Exercise description: Beginning with the line that contains "Where can you spot the peach?" and ending with the last line of the records, write out each line exactly and omit the pictures.

------------

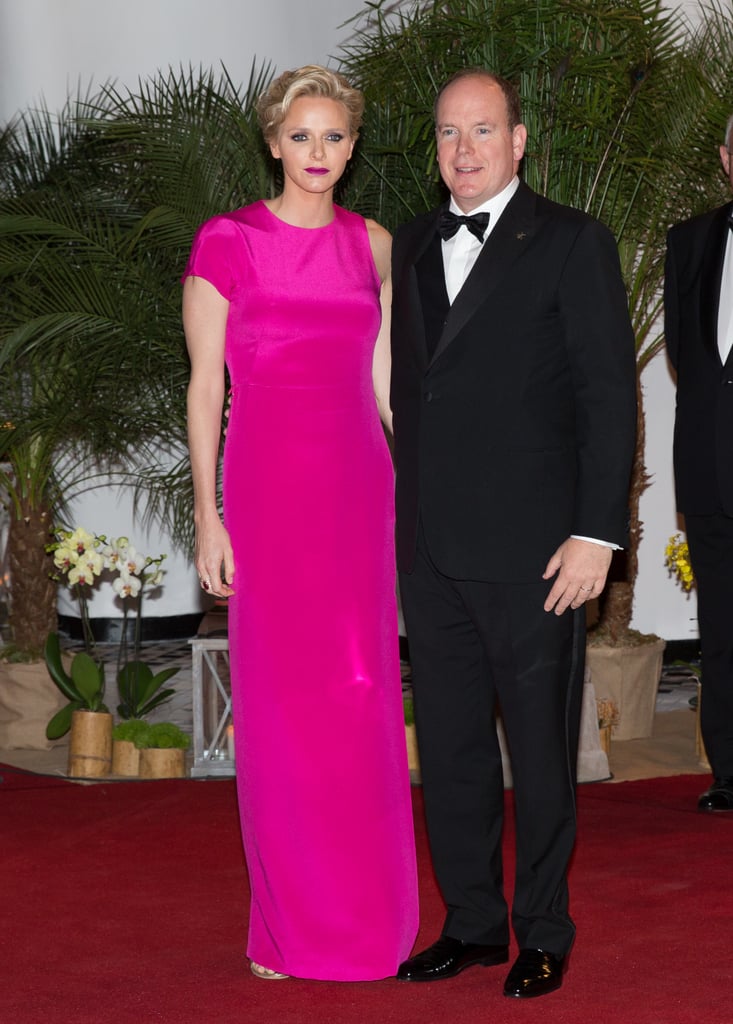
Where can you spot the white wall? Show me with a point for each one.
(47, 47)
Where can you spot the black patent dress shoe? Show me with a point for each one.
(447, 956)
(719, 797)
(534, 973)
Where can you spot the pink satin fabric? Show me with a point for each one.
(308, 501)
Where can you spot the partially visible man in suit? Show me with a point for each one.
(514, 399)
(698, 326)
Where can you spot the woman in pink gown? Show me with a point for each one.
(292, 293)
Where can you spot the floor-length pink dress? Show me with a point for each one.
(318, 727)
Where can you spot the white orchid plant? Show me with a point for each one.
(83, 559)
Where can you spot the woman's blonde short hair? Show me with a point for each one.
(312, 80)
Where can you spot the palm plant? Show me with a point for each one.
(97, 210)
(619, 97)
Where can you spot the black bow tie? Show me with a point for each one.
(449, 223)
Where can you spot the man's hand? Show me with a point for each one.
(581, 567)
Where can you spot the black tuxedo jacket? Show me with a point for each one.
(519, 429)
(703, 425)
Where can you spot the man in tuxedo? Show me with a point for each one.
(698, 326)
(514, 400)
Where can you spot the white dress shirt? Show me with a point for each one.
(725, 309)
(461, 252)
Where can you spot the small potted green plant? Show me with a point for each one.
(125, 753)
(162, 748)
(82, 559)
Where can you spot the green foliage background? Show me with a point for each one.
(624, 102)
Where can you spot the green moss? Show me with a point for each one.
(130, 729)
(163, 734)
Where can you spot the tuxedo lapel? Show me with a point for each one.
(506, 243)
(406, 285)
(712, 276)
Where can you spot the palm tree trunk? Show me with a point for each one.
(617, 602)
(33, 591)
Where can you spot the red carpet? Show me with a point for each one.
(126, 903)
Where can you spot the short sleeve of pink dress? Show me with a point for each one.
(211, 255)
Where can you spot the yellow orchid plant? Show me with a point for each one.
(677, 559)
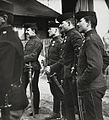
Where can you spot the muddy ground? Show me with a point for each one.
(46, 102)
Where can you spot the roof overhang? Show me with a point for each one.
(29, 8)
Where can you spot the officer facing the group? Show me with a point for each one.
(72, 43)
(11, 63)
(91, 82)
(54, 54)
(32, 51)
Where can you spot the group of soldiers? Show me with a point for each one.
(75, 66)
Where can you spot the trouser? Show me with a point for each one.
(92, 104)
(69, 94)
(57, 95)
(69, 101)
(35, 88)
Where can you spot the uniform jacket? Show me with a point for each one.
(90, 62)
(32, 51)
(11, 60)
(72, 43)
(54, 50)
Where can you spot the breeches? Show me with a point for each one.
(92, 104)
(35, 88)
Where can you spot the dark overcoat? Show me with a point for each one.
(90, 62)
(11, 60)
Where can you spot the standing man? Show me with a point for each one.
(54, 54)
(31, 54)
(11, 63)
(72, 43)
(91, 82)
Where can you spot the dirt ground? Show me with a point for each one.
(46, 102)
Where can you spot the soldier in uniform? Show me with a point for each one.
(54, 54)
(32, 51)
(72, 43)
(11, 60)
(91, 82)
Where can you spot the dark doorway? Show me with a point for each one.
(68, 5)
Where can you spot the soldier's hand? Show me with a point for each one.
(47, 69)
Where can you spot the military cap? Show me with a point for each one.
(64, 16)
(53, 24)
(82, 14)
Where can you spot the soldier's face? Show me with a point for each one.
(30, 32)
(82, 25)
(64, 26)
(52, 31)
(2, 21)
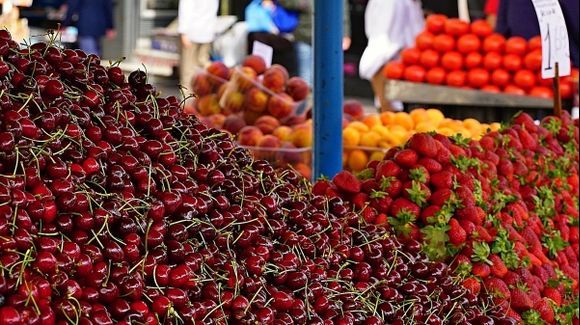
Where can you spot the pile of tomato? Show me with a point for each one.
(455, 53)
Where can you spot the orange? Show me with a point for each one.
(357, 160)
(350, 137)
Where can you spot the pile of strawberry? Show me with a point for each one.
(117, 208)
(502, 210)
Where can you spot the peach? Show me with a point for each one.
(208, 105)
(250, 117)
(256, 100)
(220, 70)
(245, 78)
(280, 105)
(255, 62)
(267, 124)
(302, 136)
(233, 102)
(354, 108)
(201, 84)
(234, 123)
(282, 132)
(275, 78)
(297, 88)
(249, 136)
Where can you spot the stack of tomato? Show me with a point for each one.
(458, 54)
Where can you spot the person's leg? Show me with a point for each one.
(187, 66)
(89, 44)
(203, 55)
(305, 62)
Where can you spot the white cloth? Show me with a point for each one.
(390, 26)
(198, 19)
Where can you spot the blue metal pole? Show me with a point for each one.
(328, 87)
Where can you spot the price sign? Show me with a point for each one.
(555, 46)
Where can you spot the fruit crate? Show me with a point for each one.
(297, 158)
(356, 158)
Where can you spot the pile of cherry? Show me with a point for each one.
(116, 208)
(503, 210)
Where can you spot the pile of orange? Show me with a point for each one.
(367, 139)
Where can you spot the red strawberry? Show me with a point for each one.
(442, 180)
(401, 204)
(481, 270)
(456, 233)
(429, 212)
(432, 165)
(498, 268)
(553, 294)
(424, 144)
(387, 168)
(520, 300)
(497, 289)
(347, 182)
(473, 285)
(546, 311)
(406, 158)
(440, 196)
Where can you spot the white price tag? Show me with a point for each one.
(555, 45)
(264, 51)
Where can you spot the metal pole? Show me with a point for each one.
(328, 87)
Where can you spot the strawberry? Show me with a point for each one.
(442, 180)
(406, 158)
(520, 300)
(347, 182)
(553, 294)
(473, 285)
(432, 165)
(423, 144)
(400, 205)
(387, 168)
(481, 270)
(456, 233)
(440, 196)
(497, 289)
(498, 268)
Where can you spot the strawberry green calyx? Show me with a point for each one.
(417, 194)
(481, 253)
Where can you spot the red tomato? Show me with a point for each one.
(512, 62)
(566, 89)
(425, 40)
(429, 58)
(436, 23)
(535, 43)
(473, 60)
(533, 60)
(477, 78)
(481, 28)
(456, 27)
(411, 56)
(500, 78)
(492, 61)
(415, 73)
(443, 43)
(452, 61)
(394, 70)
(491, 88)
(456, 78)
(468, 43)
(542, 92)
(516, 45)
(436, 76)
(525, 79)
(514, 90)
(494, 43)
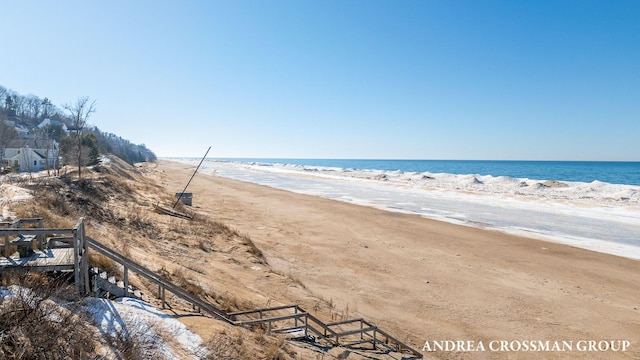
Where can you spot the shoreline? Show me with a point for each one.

------------

Worked solution:
Where can you spot the peach? Show me with a point for each one.
(208, 105)
(250, 117)
(256, 100)
(220, 70)
(245, 78)
(280, 105)
(255, 62)
(267, 124)
(302, 136)
(233, 102)
(354, 108)
(201, 84)
(234, 123)
(282, 132)
(275, 78)
(297, 88)
(249, 136)
Where can you spot the stack of tomato? Show me with a point for each one.
(458, 54)
Where can you spot the person's leg? Show me with a point for each one.
(187, 66)
(89, 44)
(203, 55)
(305, 62)
Where can you spot the white cloth? Show me with a point for each one.
(390, 26)
(198, 19)
Where can you spot the blue metal pole? Show me with a point for each one.
(328, 87)
Where can you spot the price sign? Show me with a point for each one.
(555, 46)
Where can you spot the fruit crate? Show me with a point for each one.
(297, 158)
(356, 158)
Where can you spot the pile of cherry? Show me with a point for each one.
(116, 208)
(503, 210)
Where can you spot the pile of orange? Show me with a point for each one.
(367, 139)
Where can you spot the red strawberry? Show me with a point for each one.
(442, 180)
(401, 204)
(481, 270)
(456, 233)
(429, 212)
(432, 165)
(498, 268)
(553, 294)
(424, 144)
(387, 168)
(520, 300)
(497, 289)
(347, 182)
(473, 285)
(546, 311)
(406, 158)
(440, 196)
Where can you spot the white price tag? Show me with a point for each one.
(555, 45)
(264, 51)
Where can you spot the metal pole? Show me with a point for each one.
(328, 87)
Where can you spot the strawberry? Show me with a point for each one.
(442, 180)
(406, 158)
(520, 300)
(347, 182)
(553, 294)
(473, 285)
(432, 165)
(423, 144)
(400, 205)
(387, 168)
(481, 270)
(456, 233)
(440, 196)
(497, 289)
(498, 268)
Where can you spot the strawberry green calyx? Show me with a point for each one.
(417, 194)
(481, 253)
Where can you spot the red tomato? Show me with a point for each one.
(512, 62)
(566, 89)
(425, 40)
(429, 58)
(436, 23)
(535, 43)
(473, 60)
(533, 60)
(477, 78)
(481, 28)
(456, 27)
(411, 56)
(500, 78)
(492, 61)
(415, 73)
(443, 43)
(452, 61)
(394, 70)
(491, 88)
(456, 78)
(468, 43)
(542, 92)
(516, 45)
(436, 76)
(525, 79)
(514, 90)
(494, 43)
Where can you spot the shoreline? Show me with a point for each one.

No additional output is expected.